=== SOURCE DOCUMENT ===
· · · · · · ·
Objective states

This tutorial was generated using Literate.jl. Download the source as a .jl file. Download the source as a .ipynb file.

There are many applications in which we want to model a price process that follows some auto-regressive process. Common examples include stock prices on financial exchanges and spot-prices in energy markets.

However, it is well known that these cannot be incorporated in to SDDP because they result in cost-to-go functions that are convex with respect to some state variables (e.g., the reservoir levels) and concave with respect to other state variables (e.g., the spot price in the current stage).

To overcome this problem, the approach in the literature has been to discretize the price process in order to model it using a Markovian policy graph like those discussed in Markovian policy graphs.

However, recent work offers a way to include stagewise-dependent objective uncertainty into the objective function of SDDP subproblems. Readers are directed to the following works for an introduction:

  • Downward, A., Dowson, O., and Baucke, R. (2017). Stochastic dual dynamic programming with stagewise dependent objective uncertainty. Optimization Online. link

  • Dowson, O. PhD Thesis. University of Auckland, 2018. link

The method discussed in the above works introduces the concept of an objective state into SDDP. Unlike normal state variables in SDDP (e.g., the volume of water in the reservoir), the cost-to-go function is concave with respect to the objective states. Thus, the method builds an outer approximation of the cost-to-go function in the normal state-space, and an inner approximation of the cost-to-go function in the objective state-space.

Warning

Support for objective states in SDDP.jl is experimental. Models are considerably more computational intensive, the interface is less user-friendly, and there are subtle gotchas to be aware of. Only use this if you have read and understood the theory behind the method.

One-dimensional objective states

Let's assume that the fuel cost is not fixed, but instead evolves according to a multiplicative auto-regressive process: fuel_cost[t] = ω * fuel_cost[t-1], where ω is drawn from the sample space [0.75, 0.9, 1.1, 1.25] with equal probability.
· · · · · · ·
=== EXTRACTED RECORDS ===
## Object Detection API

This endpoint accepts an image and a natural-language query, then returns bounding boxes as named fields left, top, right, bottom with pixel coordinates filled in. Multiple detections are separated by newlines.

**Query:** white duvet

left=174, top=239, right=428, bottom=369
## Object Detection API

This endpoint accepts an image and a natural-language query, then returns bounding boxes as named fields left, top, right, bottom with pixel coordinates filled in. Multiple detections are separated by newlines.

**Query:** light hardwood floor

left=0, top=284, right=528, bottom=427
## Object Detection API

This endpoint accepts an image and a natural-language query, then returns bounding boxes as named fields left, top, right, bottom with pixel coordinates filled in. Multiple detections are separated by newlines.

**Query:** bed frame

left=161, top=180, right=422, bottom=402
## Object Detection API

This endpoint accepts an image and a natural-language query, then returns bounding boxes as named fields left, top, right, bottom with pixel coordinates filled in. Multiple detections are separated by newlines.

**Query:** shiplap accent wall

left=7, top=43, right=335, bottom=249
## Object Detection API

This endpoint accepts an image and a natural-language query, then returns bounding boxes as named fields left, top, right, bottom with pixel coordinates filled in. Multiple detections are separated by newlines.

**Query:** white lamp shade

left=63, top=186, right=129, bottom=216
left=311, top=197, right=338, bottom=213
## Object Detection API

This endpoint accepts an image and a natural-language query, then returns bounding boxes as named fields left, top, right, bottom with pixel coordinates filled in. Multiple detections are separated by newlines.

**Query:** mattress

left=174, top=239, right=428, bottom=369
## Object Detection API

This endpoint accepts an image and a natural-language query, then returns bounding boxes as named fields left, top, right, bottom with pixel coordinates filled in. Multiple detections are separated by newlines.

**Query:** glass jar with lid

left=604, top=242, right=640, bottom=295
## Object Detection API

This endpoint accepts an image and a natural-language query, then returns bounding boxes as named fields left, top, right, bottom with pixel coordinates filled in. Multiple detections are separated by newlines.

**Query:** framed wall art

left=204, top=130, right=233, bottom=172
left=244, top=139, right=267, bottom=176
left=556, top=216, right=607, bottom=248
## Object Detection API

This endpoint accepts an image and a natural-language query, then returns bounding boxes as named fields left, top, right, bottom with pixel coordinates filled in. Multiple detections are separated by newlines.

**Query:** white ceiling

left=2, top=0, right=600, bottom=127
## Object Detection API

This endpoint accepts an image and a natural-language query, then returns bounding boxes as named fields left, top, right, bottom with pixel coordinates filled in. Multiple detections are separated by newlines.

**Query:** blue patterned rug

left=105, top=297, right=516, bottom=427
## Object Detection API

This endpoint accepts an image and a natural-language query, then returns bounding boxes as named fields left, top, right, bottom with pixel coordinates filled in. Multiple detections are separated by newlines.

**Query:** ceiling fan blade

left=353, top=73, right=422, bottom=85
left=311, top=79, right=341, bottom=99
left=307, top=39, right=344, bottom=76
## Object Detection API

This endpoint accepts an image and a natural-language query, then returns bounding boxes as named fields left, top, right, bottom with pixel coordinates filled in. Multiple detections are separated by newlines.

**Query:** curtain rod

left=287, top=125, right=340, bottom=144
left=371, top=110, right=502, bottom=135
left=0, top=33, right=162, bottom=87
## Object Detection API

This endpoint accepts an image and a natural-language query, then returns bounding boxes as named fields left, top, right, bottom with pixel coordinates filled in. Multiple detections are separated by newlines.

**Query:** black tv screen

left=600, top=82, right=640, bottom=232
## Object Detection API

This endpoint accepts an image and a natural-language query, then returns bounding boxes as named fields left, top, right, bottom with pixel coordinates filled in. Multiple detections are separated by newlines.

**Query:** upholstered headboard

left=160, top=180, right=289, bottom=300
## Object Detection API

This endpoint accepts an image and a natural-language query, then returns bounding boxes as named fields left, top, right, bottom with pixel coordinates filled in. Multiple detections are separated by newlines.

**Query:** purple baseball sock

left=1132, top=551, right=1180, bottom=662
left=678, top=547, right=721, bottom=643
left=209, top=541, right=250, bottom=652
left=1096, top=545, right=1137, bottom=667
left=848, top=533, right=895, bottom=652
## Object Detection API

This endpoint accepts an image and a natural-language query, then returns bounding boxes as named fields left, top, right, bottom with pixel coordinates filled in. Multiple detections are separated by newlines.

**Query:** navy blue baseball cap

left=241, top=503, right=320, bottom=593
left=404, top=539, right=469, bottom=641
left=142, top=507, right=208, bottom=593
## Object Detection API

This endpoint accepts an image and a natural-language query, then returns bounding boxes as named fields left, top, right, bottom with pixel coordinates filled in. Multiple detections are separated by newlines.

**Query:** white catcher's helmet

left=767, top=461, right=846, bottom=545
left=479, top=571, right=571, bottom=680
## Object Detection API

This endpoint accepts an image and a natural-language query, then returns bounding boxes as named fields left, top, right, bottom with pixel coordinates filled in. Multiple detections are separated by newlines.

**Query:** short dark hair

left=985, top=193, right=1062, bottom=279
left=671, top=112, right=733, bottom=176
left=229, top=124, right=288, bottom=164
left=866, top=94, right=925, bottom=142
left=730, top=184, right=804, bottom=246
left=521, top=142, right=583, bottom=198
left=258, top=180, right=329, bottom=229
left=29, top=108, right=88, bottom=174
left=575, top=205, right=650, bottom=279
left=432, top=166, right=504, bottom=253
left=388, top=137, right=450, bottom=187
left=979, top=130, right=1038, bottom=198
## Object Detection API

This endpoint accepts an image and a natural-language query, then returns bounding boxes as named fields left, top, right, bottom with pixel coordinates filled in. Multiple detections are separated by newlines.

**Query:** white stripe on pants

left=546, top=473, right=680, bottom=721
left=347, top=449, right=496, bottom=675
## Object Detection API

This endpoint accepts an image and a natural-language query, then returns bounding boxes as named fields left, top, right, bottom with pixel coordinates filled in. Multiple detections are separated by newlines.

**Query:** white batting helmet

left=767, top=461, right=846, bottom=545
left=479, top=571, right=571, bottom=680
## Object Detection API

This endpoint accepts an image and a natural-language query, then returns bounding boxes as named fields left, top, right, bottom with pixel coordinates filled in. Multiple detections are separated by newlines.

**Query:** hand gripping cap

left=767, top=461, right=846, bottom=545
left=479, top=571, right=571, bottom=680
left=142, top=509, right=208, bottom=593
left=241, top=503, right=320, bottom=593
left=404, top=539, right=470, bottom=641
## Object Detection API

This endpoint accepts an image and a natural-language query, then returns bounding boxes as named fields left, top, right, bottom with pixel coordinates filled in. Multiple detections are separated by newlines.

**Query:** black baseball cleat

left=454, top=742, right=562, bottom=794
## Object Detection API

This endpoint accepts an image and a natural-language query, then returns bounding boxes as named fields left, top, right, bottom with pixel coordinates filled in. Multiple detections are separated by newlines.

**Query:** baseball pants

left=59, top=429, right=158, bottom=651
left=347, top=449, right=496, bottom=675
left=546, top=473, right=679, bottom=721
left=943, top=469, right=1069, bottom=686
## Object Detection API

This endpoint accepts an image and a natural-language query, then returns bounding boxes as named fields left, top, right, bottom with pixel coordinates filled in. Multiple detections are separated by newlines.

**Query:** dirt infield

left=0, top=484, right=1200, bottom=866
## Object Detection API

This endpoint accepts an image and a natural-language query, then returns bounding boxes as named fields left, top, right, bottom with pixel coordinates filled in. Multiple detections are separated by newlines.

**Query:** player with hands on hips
· · · · · · ·
=== DIRECTION ===
Reproduce the objective states tutorial from "There are many" to "in energy markets." word for word.

=== CORRECT ANSWER ===
There are many applications in which we want to model a price process that follows some auto-regressive process. Common examples include stock prices on financial exchanges and spot-prices in energy markets.